--- Task ---
Find every line in the data file below that contains the string "haze", and copy each of those lines. Matching is case-sensitive.

--- Excerpt from a data file ---
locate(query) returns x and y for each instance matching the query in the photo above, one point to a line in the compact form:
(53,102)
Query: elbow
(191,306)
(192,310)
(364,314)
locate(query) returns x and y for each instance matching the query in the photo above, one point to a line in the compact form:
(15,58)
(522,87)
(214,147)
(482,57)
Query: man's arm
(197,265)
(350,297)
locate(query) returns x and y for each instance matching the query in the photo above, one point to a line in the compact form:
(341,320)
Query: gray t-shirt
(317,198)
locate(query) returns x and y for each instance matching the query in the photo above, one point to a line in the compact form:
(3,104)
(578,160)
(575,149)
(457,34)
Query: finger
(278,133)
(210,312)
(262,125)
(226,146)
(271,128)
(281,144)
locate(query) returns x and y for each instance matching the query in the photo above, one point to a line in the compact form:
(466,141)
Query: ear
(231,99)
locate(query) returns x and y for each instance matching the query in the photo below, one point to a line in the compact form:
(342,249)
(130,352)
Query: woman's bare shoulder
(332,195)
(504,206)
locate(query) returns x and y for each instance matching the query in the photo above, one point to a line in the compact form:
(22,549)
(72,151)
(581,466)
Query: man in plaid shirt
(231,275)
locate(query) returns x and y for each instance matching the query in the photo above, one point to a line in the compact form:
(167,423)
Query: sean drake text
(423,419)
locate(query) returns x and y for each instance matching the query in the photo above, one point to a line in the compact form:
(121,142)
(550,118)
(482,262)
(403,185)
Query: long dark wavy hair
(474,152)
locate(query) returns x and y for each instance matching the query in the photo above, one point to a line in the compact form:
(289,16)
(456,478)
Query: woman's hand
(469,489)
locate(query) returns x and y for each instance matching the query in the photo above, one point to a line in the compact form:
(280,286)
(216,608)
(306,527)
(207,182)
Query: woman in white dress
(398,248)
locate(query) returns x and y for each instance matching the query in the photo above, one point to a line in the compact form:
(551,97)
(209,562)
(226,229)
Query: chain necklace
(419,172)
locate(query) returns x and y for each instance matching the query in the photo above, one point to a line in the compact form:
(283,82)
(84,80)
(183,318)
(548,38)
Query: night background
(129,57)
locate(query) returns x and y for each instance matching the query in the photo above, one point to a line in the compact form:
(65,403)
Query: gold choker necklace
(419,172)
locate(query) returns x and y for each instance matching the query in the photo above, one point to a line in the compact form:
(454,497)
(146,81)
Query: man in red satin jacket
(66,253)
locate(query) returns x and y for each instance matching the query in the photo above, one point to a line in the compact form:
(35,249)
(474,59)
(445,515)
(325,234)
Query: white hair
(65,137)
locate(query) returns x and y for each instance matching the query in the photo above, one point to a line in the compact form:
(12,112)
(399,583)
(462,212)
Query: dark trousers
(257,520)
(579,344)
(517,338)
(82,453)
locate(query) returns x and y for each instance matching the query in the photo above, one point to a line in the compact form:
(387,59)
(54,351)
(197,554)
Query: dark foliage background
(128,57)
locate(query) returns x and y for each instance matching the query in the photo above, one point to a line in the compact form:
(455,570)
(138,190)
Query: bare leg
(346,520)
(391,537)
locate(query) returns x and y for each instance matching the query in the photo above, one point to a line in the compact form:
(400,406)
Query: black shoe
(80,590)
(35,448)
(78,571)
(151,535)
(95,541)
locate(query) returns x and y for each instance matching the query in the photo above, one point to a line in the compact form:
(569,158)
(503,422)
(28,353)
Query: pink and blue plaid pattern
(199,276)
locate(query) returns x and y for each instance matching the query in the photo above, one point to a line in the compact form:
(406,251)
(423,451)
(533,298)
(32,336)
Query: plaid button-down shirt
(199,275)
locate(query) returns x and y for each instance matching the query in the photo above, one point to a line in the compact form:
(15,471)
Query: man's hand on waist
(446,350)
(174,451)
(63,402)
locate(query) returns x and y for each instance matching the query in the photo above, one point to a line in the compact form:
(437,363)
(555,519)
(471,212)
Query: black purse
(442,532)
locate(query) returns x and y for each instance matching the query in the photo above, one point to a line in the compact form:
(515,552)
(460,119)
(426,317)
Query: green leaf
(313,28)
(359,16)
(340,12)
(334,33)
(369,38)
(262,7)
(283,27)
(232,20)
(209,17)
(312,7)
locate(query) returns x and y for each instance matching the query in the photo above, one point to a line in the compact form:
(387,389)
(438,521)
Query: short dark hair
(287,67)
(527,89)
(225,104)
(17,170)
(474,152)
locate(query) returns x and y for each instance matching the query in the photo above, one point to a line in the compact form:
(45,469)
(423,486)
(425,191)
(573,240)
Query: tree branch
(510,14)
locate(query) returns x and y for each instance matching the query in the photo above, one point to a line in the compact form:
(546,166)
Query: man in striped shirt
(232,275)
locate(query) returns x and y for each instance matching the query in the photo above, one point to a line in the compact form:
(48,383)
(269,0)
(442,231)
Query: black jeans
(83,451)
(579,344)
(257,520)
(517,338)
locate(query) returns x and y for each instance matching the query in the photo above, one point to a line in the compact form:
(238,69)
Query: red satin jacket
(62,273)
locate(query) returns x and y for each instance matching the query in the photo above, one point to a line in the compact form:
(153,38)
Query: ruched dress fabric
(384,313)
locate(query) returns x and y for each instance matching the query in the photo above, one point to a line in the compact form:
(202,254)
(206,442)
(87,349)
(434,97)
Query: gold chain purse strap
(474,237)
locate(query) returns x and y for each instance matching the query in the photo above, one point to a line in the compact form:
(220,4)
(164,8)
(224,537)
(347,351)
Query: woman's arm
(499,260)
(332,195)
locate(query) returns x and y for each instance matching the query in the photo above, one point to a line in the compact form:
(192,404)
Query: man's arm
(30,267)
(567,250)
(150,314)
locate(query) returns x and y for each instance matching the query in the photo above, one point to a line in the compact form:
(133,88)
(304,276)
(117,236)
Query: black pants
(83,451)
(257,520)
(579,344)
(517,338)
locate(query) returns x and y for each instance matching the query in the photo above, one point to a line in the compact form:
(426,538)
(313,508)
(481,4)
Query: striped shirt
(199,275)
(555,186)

* * *

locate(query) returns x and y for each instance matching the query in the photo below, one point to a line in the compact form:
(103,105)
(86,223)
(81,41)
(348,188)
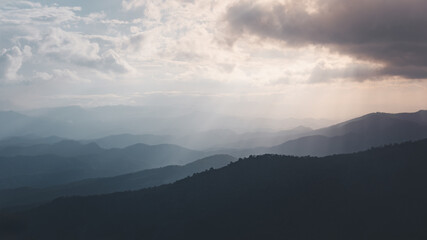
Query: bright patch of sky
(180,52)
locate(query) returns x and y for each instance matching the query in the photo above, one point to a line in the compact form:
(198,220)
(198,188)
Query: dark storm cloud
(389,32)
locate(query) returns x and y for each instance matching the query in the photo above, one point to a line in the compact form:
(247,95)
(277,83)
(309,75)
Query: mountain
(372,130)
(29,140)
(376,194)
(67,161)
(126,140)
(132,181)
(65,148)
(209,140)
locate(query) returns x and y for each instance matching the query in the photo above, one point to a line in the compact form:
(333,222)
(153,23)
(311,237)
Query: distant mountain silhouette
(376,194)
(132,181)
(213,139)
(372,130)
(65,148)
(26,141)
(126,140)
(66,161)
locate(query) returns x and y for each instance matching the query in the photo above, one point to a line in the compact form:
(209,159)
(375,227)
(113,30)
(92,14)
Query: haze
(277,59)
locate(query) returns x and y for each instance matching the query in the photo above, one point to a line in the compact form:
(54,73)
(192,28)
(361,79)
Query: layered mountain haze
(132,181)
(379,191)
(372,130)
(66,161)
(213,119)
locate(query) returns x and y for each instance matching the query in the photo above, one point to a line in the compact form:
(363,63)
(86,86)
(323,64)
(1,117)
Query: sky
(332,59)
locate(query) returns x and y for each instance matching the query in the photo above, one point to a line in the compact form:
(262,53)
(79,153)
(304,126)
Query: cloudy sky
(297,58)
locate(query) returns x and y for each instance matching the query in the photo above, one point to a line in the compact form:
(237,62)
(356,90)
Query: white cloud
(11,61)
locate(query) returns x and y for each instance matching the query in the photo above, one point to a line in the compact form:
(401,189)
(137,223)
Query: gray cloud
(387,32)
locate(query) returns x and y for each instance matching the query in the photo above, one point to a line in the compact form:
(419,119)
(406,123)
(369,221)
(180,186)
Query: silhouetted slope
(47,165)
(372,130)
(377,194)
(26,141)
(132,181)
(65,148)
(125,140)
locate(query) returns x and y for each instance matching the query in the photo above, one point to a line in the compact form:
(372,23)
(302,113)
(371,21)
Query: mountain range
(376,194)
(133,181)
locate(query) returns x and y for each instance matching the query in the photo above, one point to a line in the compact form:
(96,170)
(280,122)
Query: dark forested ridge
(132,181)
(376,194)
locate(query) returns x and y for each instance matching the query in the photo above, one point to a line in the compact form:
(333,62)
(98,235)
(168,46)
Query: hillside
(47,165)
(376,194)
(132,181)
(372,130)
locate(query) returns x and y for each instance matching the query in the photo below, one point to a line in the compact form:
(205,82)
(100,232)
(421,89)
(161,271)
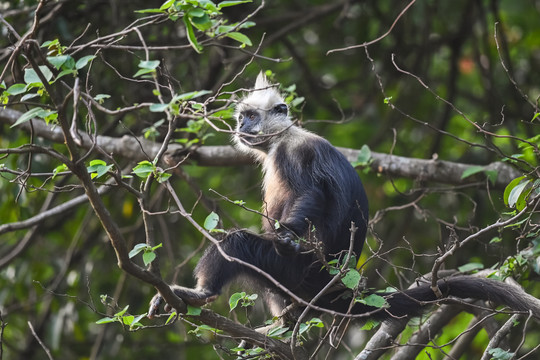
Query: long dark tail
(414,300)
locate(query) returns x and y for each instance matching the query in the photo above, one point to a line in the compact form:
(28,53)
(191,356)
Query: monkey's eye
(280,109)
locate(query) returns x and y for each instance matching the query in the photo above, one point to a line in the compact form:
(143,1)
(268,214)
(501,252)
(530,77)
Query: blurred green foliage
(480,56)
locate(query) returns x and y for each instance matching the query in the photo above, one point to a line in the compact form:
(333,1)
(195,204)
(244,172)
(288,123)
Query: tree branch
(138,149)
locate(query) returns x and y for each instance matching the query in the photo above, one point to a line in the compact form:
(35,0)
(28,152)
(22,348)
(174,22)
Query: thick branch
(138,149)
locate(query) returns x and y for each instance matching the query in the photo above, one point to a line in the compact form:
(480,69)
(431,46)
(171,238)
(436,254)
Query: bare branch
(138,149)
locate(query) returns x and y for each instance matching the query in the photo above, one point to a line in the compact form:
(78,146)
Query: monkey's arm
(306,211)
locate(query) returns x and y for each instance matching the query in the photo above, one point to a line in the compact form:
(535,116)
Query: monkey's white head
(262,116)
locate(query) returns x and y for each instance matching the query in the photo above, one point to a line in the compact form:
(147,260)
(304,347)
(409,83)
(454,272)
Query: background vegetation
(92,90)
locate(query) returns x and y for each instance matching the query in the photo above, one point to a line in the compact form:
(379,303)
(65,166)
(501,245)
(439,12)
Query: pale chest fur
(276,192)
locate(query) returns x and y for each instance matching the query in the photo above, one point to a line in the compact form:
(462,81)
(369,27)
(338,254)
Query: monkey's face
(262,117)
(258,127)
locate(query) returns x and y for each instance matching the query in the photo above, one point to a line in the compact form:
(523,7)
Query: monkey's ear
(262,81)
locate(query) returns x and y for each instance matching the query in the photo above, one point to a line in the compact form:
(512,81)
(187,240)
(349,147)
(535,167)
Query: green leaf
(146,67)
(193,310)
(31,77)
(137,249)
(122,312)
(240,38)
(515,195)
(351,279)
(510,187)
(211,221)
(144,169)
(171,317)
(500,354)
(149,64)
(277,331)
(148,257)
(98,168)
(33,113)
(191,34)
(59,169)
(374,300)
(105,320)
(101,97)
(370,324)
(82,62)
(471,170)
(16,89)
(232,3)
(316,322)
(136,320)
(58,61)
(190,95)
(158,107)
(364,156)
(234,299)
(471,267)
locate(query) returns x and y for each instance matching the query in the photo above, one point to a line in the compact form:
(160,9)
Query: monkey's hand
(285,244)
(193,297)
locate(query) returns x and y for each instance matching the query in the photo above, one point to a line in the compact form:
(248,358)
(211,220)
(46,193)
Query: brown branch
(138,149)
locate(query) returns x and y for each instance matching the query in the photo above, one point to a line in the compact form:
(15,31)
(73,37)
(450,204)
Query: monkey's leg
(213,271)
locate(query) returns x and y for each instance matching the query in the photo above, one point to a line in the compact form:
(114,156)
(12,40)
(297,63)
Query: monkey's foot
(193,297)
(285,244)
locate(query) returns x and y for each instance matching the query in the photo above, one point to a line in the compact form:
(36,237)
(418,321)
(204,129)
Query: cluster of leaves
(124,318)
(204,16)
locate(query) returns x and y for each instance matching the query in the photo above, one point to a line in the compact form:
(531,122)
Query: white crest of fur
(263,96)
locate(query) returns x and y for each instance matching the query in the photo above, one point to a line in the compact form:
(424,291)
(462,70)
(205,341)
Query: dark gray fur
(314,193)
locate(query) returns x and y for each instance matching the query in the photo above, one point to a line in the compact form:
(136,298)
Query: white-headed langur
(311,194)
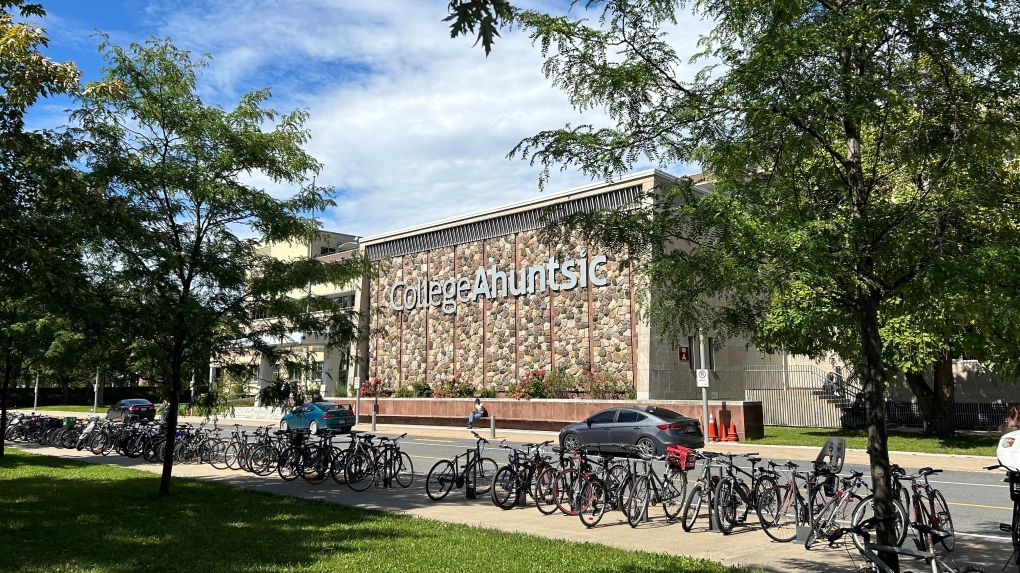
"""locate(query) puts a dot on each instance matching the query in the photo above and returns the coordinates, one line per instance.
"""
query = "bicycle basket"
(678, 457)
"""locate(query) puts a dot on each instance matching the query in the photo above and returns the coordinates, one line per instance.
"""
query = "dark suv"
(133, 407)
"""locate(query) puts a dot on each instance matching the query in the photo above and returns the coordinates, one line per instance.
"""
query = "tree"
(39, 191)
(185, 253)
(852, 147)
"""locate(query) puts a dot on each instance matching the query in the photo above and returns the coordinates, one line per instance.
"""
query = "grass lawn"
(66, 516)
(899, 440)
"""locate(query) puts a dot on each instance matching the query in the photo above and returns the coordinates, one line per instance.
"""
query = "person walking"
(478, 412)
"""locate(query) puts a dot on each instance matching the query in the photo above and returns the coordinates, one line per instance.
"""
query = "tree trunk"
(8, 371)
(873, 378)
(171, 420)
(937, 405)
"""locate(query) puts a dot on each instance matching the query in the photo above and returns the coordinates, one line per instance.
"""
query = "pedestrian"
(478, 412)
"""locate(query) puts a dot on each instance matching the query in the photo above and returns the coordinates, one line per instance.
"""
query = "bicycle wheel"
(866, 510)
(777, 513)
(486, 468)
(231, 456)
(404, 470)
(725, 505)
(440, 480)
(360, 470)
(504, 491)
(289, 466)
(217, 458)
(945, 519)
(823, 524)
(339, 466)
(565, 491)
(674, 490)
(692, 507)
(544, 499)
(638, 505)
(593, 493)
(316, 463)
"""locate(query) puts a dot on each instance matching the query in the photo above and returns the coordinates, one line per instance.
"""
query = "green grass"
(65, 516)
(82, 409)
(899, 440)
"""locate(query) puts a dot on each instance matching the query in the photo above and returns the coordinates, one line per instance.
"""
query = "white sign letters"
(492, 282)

--- Response to this exercise ---
Query: haze
Query: layered mountain haze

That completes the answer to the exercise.